→ **Task**
Print all entries below exactly, without images.

Referring expression data

- Opening Delimiter -

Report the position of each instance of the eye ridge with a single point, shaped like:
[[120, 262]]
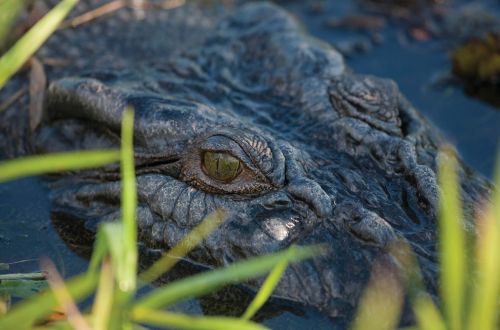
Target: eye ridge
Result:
[[221, 166]]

- Closing Delimiter -

→ **Solution**
Report the position of each instance of the eye ridge with a single point, shaped like:
[[120, 262]]
Target: eye ridge
Result:
[[221, 166]]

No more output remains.